━━━━━ DATA TO USE ━━━━━

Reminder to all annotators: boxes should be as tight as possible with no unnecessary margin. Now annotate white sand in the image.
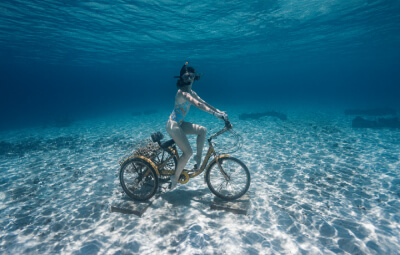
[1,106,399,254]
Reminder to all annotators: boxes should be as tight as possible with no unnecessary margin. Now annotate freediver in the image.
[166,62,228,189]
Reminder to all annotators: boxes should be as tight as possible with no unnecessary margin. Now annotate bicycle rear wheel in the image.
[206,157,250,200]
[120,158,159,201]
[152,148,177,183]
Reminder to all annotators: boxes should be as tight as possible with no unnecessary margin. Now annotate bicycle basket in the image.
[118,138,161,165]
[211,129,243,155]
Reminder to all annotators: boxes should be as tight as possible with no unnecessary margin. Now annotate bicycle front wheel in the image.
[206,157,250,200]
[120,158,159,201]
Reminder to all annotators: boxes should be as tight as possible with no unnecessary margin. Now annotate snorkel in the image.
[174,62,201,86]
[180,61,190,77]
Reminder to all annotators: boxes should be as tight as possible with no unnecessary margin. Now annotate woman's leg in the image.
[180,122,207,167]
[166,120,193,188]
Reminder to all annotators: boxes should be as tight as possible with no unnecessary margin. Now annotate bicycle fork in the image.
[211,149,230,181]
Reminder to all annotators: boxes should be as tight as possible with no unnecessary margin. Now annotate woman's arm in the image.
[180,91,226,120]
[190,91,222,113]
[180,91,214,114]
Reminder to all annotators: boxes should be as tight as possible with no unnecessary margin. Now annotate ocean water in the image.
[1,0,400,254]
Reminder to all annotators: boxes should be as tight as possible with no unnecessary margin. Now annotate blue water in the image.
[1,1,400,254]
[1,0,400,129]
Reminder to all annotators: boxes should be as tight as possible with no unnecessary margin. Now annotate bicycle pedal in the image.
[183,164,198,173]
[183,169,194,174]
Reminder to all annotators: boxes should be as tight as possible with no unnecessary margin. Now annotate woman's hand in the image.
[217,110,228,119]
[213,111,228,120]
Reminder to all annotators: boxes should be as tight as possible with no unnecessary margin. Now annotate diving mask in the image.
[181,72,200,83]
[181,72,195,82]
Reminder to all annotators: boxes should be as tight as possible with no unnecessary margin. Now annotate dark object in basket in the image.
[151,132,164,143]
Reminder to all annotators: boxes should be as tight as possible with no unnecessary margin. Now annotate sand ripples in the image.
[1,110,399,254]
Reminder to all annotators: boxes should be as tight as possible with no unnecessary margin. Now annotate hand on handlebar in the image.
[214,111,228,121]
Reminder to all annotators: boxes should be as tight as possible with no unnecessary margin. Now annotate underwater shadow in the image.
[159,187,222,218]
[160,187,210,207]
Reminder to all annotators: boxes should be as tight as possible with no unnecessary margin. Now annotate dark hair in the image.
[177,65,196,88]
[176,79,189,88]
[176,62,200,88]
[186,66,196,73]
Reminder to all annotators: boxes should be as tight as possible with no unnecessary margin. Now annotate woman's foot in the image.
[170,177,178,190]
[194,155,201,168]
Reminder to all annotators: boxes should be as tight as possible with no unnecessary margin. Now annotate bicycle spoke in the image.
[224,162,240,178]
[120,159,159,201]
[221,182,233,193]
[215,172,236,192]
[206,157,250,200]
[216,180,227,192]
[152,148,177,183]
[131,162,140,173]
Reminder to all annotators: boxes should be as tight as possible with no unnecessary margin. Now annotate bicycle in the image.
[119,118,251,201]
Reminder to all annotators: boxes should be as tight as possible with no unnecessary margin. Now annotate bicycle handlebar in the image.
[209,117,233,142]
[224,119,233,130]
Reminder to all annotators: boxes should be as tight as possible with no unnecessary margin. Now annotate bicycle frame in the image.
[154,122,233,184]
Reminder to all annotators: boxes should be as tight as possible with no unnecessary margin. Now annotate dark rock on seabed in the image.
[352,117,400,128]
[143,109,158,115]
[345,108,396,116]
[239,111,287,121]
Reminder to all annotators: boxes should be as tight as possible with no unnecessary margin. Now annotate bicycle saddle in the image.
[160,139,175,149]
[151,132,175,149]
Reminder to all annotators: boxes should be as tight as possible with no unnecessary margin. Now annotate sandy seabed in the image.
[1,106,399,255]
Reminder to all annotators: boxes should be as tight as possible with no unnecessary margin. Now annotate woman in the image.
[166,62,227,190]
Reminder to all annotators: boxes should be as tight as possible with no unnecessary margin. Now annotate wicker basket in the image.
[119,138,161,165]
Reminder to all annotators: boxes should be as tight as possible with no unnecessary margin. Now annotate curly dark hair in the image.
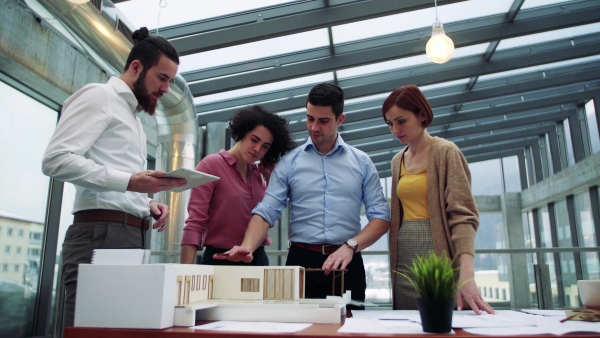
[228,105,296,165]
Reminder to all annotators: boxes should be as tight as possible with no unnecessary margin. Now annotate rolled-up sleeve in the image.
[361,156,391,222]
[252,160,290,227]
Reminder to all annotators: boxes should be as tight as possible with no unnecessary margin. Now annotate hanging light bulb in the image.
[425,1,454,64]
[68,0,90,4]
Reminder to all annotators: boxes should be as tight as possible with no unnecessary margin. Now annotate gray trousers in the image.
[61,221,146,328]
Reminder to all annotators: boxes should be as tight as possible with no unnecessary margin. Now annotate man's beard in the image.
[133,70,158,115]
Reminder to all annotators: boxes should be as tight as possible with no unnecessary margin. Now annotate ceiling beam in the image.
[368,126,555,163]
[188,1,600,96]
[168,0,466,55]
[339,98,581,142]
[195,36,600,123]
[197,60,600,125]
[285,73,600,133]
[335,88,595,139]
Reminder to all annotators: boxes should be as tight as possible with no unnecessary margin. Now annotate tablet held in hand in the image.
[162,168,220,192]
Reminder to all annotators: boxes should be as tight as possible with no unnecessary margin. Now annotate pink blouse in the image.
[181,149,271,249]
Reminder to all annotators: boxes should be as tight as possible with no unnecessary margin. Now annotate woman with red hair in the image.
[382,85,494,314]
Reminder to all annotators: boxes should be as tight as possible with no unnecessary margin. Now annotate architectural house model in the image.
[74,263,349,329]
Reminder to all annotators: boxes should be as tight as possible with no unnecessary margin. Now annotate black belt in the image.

━━━━━

_EXERCISE REQUIREMENTS_:
The expected answer is the whole listing above, copied exactly, with images excluded.

_REPLY TO THE EXERCISE_:
Reminder to all annotators: boxes should be as tight as possible with no unnecessary margin. Now annotate white sand in the image.
[1,106,399,254]
Reminder to all annotators: boxes should be as tight as possible with no unnecessary margin. Now annotate freediver in the image.
[166,62,228,189]
Reminder to all annotators: boxes should be as tight as possible with no unnecessary margin. Now annotate bicycle rear wheel in the image.
[206,157,250,200]
[120,158,159,201]
[152,148,177,183]
Reminder to all annotators: boxes should be as tight as possible with no unnecessary margin. Now annotate bicycle basket in the image.
[118,138,161,165]
[211,129,243,155]
Reminder to all annotators: boxes should be as tight as possible with no unnecessary margin. Now annotate bicycle front wheel in the image.
[206,157,250,200]
[120,158,159,201]
Reminder to all annotators: boxes should be as tight as possible with no unnecessary margin. Now annotate snorkel in the image.
[174,62,201,86]
[180,61,190,77]
Reminder to all annotators: boxes should be as tight as possible with no unnecessary margin. Now annotate woman's leg in the image.
[180,122,207,167]
[166,120,193,188]
Reminder to all annotators: boxes should be as tight as possible with no unnecessary margin. Now annotate bicycle fork in the image.
[211,149,230,181]
Reminder to all annotators: boxes should be as tight as possible with no unnecessary margin. Now annotate woman's arm in the image.
[180,91,226,120]
[190,91,222,113]
[180,91,214,114]
Reminder to all annotators: boxes should be as tight as possible with no unnecessary margin. Now annotate ocean water in the image.
[1,0,400,254]
Reminder to all annotators: boxes should be as tight as possible with no unnecessary margin. Now annotate blue water in the image.
[1,1,400,254]
[1,0,400,129]
Reminder to all annotators: boxes should be as tight as possible with no unnecessary margin. Now annotate bicycle pedal in the image.
[183,164,198,173]
[183,169,194,174]
Reminder to all annotators: boxes should be as tight as possible with no unnecessary margin. Now annotate woman's hand in the image.
[217,110,228,119]
[213,111,228,120]
Reminder to all annotators: boxes should be as tight as possible with no unnecessary margin. Now annotate diving mask in the image.
[181,72,200,83]
[181,72,195,82]
Reminder to all annotators: boxes should be as tight as possible with no unnecessary margin. Now annotate dark object in basket in the image.
[151,132,164,143]
Reminder to all annotators: boxes should be as tight as possible with no unnecessary margin. Now annotate sand ripples in the image.
[1,110,399,254]
Reminder to all annotators: boxes should be as tight as possible with no unnecessary margin. Now annotate hand on handlebar in the image.
[214,111,228,121]
Reminder to all annotators: boxes should be as tight as possible with no unnecessary margin. Now annotate underwater shadow in the image.
[159,187,222,218]
[160,187,210,207]
Reminder to all annotators: boxes should be as tight as possible with no unnecessary margin. Now annotate dark hair in the image.
[177,65,196,88]
[176,79,189,88]
[176,62,200,88]
[186,66,196,73]
Reminder to all annotators: boxes should be as tight as possible with no unnecessary margin. Now annotate woman's foot in the image.
[170,177,178,190]
[194,155,201,168]
Reminder to all annotators: boxes should be as tight as possible with no unnecessary margin. Now annotate bicycle spoke in the image.
[224,162,240,178]
[120,159,159,201]
[221,182,233,193]
[215,172,236,192]
[206,157,250,200]
[216,180,227,192]
[152,148,177,183]
[131,162,140,173]
Reminder to all annotators: boxes should be as tight as possible with no unnecessary margin. Now annotate bicycle in the image.
[119,118,251,201]
Reminder to all annotators: boxes should be as tight as possible with no unnecessary margin. Now annotate bicycle handlebar in the image.
[209,117,233,142]
[224,119,233,130]
Reminder to all annotators: boxes should be as tight as possible with no unnecessary margin. Now annotate bicycle frame in the image.
[154,122,233,184]
Reminder to all annotators: boxes should be as tight as possible with no unnecessary margin. Now annotate dark rock on seabed in the image.
[352,117,400,128]
[143,109,158,115]
[345,108,396,116]
[239,111,287,121]
Reminder to all annotators: boxes should be as tight as possible with no unnecessary margin. Now annotate bicycle saddle in the image.
[160,139,175,149]
[151,132,175,149]
Reminder to all annotators: boxes should be as tight as possible with no unnecessary margin. Now annotate sandy seabed in the image.
[1,106,399,255]
Reminder to all annotators: boxes should be as tight as possible with no unnecessary margin. Now annotate woman in the image.
[166,62,227,190]
Reminder to all annotators: boxes should be as tight as possible with no unnecessary margin. Now annotate wicker basket in the image.
[119,138,161,165]
Reminder to all annotators: boxes should be as tight as possible with no unnecessary margin. Now annotate curly dark hair in the image.
[228,105,296,165]
Reminder to all annotators: boxes should be as tight as possible with no unnecessary margin. Now annotate rolled-up sleeve in the image.
[361,156,391,222]
[252,160,290,227]
Reminder to all annotators: boxes should be as tight as possible with no unnecessary margin. Now annotate hanging light bulb in the image.
[425,1,454,64]
[68,0,90,4]
Reminder to all annotators: boxes should be as tight as possible with no unnecessary margin. Now annotate gray trousers in the image.
[61,221,146,328]
Reminder to all annotators: boxes should be as tight as possible with no unnecessary margin. Now annotate man's beard in the image.
[133,70,158,115]
Reminder to all annotators: boxes should be as tight as possible with no unnecessary margin. Now annotate ceiling beam in the image.
[368,126,555,163]
[188,1,600,96]
[168,0,466,55]
[339,98,581,142]
[195,36,600,123]
[197,60,600,125]
[285,73,600,133]
[335,88,595,139]
Reminder to all annotators: boxes should be as tight as possible with no unnecessary margin. Now annotate tablet held in hand in the image.
[162,168,220,192]
Reminder to all annotators: boxes should be as tight as possible with no unnecessary margin. Now annotate pink blouse in the image.
[181,149,271,249]
Reminder to all annotators: boxes should be as tight as possible with no unnecessary margin. Now annotate woman with red hair in the image.
[382,85,494,314]
Reminder to all annotators: boxes should be as tight as possible with no unnecessary margin. Now annotate architectural house model in the image.
[74,263,349,329]
Reminder to all annotators: boxes should be as tight as possible with no unnecessary margin. Now annotate black belt in the image.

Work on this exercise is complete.